• [REQUISITOS]:
Prossiga o texto sobre as estreias de cinema de Fevereiro a partir da última frase apresentada.

Consulte: Palatorium do dia 9 de Fevereiro e do dia 17 de Fevereiro
Entramos no mês de Fevereiro pela mão de algumas estreias sonantes. Comecemos pelo ovni que é – não é sempre? – o filme de Apichatpong Weerasethakul, Memoria (2021), gerando paixões e rejeições viscerais comme il faut. Destacamos ainda uma certa decepção em torno do último de Guilermo del Toro, Nightmare Alley (Nightmare Alley – Beco das Almas Perdidas, 2021). E uma boa surpresa falada em português: 28½ (2020) de Adriano Mendes, jovem realizador português que entrevistámos aqui. Por fim, convidamos o leitor a (re)entrar na conversa sobre Licorice Pizza (2021), o novo filme de PTA, a partir do tête-à-tête levado a cabo pelos walshianos Ricardo Vieira Lisboa e Luís Mendonça.
Destacam-se ainda as cinco palas dadas por Ana Cabral Martins a Verdens verste menneske (A Pior Pessoa do Mundo, 2021) de Joachim Trier e as quatro dadas por Daniela Rôla ao mesmo filme – sem dúvida, um dos destaques do mês, ainda que não unânimes entre os walshianos.

Exemplos de rotulagem de máscaras
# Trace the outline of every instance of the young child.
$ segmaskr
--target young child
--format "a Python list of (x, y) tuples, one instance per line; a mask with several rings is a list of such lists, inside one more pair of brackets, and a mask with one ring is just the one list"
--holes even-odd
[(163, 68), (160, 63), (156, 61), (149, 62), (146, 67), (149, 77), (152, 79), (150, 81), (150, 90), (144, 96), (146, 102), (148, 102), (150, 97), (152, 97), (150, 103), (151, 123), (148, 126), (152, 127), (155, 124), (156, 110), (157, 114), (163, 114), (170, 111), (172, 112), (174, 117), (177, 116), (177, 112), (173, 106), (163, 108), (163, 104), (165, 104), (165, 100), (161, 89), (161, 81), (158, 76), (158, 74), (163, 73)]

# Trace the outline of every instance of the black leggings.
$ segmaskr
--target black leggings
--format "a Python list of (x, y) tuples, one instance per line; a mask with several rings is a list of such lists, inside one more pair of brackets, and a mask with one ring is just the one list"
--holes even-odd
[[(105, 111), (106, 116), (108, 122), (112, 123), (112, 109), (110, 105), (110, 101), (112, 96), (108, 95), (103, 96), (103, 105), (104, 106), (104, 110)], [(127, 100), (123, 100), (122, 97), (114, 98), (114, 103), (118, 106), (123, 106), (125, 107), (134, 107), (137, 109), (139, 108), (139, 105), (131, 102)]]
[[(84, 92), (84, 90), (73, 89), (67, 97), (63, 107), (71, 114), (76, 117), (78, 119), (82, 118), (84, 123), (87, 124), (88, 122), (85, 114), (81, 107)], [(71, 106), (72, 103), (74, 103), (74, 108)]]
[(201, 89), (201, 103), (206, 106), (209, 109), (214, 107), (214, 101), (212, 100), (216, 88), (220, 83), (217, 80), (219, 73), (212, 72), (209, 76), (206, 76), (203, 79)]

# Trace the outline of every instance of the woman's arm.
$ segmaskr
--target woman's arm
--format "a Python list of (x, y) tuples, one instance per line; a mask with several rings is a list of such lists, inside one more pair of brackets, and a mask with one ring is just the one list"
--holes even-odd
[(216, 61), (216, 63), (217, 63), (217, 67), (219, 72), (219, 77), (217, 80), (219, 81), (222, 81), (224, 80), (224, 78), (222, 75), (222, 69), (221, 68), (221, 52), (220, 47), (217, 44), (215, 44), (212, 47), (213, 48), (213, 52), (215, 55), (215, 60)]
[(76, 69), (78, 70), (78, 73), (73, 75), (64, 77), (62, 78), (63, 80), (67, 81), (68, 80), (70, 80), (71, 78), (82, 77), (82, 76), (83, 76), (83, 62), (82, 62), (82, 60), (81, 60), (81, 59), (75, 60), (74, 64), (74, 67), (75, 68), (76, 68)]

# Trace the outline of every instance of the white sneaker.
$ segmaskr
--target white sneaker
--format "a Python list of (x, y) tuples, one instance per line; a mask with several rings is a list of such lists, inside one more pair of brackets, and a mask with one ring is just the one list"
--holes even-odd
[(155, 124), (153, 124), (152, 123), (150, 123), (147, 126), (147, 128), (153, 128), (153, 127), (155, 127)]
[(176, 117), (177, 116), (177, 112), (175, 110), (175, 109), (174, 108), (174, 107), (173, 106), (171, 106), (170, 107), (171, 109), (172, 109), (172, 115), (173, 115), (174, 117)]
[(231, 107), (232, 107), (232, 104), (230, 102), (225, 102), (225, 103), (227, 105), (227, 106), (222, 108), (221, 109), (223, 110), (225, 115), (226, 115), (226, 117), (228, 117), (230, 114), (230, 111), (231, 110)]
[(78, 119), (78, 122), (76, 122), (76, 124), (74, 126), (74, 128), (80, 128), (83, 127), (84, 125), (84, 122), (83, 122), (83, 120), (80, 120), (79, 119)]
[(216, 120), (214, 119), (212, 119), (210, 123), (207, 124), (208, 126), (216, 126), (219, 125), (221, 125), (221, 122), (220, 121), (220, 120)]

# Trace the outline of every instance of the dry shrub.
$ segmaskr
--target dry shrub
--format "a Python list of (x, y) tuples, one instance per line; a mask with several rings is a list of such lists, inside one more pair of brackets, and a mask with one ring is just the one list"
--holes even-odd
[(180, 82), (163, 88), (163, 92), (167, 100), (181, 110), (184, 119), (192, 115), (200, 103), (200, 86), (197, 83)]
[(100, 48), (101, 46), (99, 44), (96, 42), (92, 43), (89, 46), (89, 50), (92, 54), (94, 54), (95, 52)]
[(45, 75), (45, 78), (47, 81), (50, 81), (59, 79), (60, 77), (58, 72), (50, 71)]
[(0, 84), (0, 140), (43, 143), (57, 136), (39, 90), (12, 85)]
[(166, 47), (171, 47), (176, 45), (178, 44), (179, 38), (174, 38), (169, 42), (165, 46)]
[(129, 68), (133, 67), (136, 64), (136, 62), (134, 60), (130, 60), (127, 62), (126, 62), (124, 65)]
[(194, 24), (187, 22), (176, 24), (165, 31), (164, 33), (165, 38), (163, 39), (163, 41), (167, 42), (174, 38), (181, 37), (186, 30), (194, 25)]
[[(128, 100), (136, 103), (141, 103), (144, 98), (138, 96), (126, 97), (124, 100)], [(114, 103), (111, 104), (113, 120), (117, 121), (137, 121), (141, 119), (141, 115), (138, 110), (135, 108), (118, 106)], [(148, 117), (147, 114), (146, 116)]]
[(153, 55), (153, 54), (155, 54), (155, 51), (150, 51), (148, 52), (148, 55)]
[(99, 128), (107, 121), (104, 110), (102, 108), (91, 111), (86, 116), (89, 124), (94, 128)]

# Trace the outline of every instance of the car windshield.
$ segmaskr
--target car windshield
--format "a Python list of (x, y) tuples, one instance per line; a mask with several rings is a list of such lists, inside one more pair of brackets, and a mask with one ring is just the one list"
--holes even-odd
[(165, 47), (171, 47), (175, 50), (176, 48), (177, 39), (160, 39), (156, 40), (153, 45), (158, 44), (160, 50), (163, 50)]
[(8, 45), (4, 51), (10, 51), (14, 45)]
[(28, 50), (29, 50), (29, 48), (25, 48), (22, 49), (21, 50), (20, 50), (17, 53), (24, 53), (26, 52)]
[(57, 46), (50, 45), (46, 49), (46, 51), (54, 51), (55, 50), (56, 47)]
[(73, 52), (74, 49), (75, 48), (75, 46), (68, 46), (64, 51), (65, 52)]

• [RESULTADO DA TAREFA]:
Seguem-se os comprimidos de El buen patrón (O Bom Patrão, 2021), o multipremiado filme do espanhol Fernando León de Aranoa, por Daniela Rôla (que aqui dá três palas) e de The Lost Daughter (A Filha Perdida, 2021), estreia na realização da actriz Maggie Gyllenhaal, por um algo céptico Ricardo Gross (duas palas).
Acrescenta-se ainda um comprimido entusiasta de uma comédia romântica: Marry Me (Marry Me – Fica Comigo, 2022) de Kat Coiro, com Jennifer Lopez e Owen Wilson – ainda é possível encontrar uma boa comédia romântica por estes dias? Pergunta e princípio de resposta por parte de Daniela Rôla. Ricardo Vieira Lisboa debruça-se, com descrença, sobre o Don Quijote de Terry Gilliam. João Araújo visita, receoso, o novo Texas Chainsaw Massacre (2022) e debruça-se sobre o drama russo Razzhimaya kulaki (Descerrando os Punhos, 2021) de Kira Kovalenko. Ricardo Gross escreve ainda sobre os novos filmes de Asghar Farhadi e de Jane Campion (este muitíssimo badalado ultimamente, um dos favoritos nos Óscares), ambos títulos a estrear no início do próximo mês.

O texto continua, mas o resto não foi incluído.